(Rows from a pointing dataset)
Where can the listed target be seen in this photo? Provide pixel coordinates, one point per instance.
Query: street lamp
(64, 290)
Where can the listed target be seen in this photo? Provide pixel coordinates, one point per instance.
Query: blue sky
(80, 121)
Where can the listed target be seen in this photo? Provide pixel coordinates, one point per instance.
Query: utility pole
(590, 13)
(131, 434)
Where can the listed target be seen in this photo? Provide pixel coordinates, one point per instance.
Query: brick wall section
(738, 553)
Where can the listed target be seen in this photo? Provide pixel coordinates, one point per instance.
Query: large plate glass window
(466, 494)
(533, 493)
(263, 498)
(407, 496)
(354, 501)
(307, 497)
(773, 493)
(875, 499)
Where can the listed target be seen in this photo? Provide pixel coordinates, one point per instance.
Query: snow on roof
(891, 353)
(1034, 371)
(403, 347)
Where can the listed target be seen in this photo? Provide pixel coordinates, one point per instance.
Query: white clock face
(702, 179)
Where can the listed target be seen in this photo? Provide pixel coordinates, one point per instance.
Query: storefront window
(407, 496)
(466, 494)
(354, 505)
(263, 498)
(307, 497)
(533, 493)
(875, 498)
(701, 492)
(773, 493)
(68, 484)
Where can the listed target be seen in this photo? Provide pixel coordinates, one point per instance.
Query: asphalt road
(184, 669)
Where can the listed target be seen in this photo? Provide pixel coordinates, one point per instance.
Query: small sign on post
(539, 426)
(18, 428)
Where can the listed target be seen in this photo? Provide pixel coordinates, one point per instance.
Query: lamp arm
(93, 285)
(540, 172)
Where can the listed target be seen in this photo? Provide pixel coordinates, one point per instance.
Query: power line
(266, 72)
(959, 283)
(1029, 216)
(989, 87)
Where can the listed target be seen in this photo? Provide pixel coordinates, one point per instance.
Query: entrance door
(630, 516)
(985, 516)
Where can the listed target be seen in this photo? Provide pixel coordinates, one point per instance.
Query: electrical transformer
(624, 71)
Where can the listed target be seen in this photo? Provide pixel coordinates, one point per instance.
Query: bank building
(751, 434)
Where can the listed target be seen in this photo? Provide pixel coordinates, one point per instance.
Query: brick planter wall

▸ PROBLEM: Return all the data exactly as given.

▸ PROBLEM SOLUTION:
Where can the listed target be seen in this photo? Provide pixel coordinates, one point per instance.
Query: street lamp
(64, 290)
Where can the listed target be seen in this photo? Provide pixel coordinates, one point per instance.
Query: blue sky
(80, 121)
Where can the listed target be seen in this photo? Provide pixel coordinates, one point per instance.
Query: utility pole
(590, 13)
(131, 434)
Where can the listed target be seen in this photo? Provide pixel coordinates, one point per instance.
Query: brick wall section
(738, 553)
Where can the listed target be seen in this photo? Provide pixel coordinates, one point per instance.
Query: large plate glass window
(466, 494)
(533, 493)
(263, 498)
(407, 496)
(354, 501)
(307, 497)
(773, 493)
(875, 499)
Where can the listed target be seen in this photo? Provide pixel coordinates, one point per instance.
Query: snow on roof
(891, 353)
(1034, 371)
(403, 347)
Where can the listed target be seen in this photo? Provide pixel coordinates, one point per instance.
Query: white clock face
(702, 179)
Where can the listed target be seen in this photo? Provide pixel coordinates, one point per instance.
Query: storefront window
(407, 496)
(466, 494)
(354, 505)
(263, 498)
(307, 497)
(533, 493)
(875, 498)
(701, 492)
(773, 493)
(68, 484)
Where can the listed target be seen in this photo? Provide pixel coordinates, one point per instance.
Query: asphalt road
(184, 669)
Where can the listed target be seen in this photo? Provide pixel coordinates, one point per instance.
Query: small sign on post
(539, 426)
(18, 428)
Where can the listed target be seen in this photo? Provide pixel coordinates, one point per instance.
Query: lamp arm
(93, 285)
(540, 172)
Where can the listed target be seen in this photo? Provide pixel coordinates, one point per instance.
Query: power line
(266, 72)
(959, 283)
(1029, 216)
(989, 87)
Where can the listed target be seen in this photo? Provide pixel coordinates, one point per instance.
Query: entrance door
(630, 516)
(985, 516)
Where can the listed target be seen in this photo? Provide pixel coordinates, one point per instance.
Query: electrical transformer
(624, 71)
Where can the listed target be seen in this photo? Provide pixel coordinates, one point per instance.
Query: bank building
(751, 434)
Where can the listed target be seen in this photo? Provide pixel coordinates, one point per instance.
Query: brick planter wall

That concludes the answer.